• _Tugas Anda_: Tolong salin kata demi kata bagian tulisan tentang kekuasaan di bawah ini, mulai dari "Sebagai pemuja Yoshistune" dan terus sampai "mensejahterakan rakyat banyak?".

• _Teks halaman_:
Kamis, 23 Juni 2011

Kekuasaan: antara Cita-cita dan Lelucon yang Memalukan!

Sebagai pemuja Yoshistune no Minamoto.. rasanya menyebalkan melihat orang-orang Machiavellist. Bagai mana tidak, melihat orang yang mengaplikasikan The Prince sebagai cara pandang, cara hidup.. rasanya memuakkan. Walaupun tentu saja dalam kultur budaya Indonesia jarang kita menemui orang yang blak-blakan sebagai pengatut Machiavellisme. Bahkan untuk sekedar aplikator "Vom Kriege"nya Jendaral Clausewitz. Baik kaum materialisme Feuerbach  ataupun kaum sintesisnya Hegel  bagi saya pun semua sama saja.. Kenapa kita mesti mengamba kekuasaan? Bukankah pada awalnya kekuasaan adalah alat untuk berbakti pada rakyat dengan sebesar-besarnya? Bukankah pada awalnya kekuasaan adalah idealisme bagi mimpi mensejahterakan rakyat banyak?
Walau bagaimanapun pemikiran Lucian W.Pye dan Sidney dalam buku Political Culture and Political Development, mereka mengatakan :”The political culture of society consist of the system of empirical believe expressive symbol and values which devidens the situation in political action can take place, it provides the subjective orientation to politics.....The political culture of society is highly significant aspec of the political system”. Seharusnya menjadi pembenaran pada pemikiran Soekarno muda, seperti yang bisa kita baca di Dibawah Naungan Bendera Revolusi. Soekarno yang belum haus kekuasaan. Kita memang tidak pernah bisa bergerak ke barat, kita juga tidak perlu bergerak ke timur. Kita tida perlu jadi terlalu kiri, kita tidak perlu terlalu kanan! Kita adalah kita dengan pijakan bumi yang berbeda. Tapi itulah manusia yang sama.. mereka yang memburu kekuasaan dengan serius, dengan main-main, baik secara terbuka ataupun sambil malu-malu rasanya tetap malu-maluin!

• _Baris yang disediakan_:
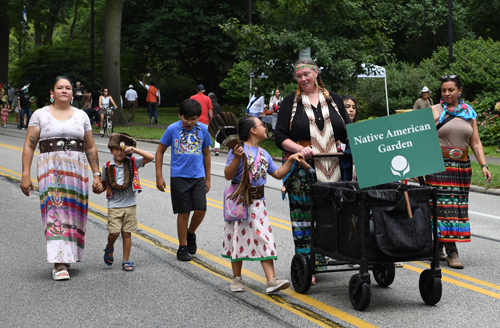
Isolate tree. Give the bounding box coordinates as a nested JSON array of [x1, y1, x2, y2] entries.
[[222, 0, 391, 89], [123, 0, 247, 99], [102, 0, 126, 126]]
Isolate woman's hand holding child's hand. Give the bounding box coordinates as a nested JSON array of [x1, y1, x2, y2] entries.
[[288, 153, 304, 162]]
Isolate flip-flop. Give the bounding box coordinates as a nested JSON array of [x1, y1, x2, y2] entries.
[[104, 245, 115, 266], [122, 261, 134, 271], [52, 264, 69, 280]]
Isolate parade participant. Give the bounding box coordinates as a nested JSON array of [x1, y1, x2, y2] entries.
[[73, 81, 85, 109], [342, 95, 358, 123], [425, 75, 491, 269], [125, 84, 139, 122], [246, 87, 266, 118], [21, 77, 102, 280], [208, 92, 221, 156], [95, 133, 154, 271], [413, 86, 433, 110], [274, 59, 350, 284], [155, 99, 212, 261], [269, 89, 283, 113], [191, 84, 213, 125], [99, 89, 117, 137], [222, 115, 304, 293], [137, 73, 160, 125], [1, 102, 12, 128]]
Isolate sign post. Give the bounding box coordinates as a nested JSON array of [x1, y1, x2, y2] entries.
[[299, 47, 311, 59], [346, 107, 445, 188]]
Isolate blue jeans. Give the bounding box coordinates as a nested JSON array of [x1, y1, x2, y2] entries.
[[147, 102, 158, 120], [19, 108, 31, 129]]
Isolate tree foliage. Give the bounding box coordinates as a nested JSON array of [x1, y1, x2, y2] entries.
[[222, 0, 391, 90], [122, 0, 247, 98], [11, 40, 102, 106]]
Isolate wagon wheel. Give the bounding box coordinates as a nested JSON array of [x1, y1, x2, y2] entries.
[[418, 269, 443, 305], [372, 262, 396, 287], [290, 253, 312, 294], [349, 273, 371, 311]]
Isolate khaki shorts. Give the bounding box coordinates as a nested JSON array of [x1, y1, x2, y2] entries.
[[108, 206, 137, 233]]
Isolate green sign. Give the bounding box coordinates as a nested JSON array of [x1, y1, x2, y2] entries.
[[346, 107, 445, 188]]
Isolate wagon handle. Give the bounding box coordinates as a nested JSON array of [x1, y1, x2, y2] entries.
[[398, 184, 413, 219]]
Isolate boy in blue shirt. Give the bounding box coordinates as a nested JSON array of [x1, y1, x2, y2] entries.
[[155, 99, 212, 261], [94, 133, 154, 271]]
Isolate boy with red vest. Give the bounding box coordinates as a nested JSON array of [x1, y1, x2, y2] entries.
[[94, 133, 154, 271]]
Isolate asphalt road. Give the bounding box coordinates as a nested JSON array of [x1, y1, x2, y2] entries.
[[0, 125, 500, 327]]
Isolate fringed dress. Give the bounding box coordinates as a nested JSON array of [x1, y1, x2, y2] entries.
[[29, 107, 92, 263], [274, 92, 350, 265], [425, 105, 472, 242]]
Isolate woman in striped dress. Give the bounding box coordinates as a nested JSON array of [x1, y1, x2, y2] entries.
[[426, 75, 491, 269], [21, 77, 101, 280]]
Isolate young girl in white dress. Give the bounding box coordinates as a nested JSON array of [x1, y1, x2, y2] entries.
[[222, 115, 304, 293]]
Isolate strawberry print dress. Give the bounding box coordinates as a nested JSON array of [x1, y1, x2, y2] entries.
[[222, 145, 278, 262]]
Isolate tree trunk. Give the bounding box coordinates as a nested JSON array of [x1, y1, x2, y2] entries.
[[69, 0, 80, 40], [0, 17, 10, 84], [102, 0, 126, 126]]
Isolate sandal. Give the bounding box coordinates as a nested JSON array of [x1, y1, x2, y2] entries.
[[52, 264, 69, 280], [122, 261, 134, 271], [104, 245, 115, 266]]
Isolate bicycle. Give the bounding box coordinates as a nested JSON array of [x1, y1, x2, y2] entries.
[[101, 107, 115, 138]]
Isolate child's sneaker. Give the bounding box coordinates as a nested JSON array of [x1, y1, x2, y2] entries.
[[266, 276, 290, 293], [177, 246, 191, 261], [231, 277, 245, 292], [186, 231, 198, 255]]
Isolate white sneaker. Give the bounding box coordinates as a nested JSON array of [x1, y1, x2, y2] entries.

• _Hasil di bawah_:
Sebagai pemuja Yoshistune no Minamoto.. rasanya menyebalkan melihat orang-orang Machiavellist. Bagai mana tidak, melihat orang yang mengaplikasikan The Prince sebagai cara pandang, cara hidup.. rasanya memuakkan. Walaupun tentu saja dalam kultur budaya Indonesia jarang kita menemui orang yang blak-blakan sebagai pengatut Machiavellisme. Bahkan untuk sekedar aplikator "Vom Kriege"nya Jendaral Clausewitz. Baik kaum materialisme Feuerbach  ataupun kaum sintesisnya Hegel  bagi saya pun semua sama saja.. Kenapa kita mesti mengamba kekuasaan? Bukankah pada awalnya kekuasaan adalah alat untuk berbakti pada rakyat dengan sebesar-besarnya? Bukankah pada awalnya kekuasaan adalah idealisme bagi mimpi mensejahterakan rakyat banyak?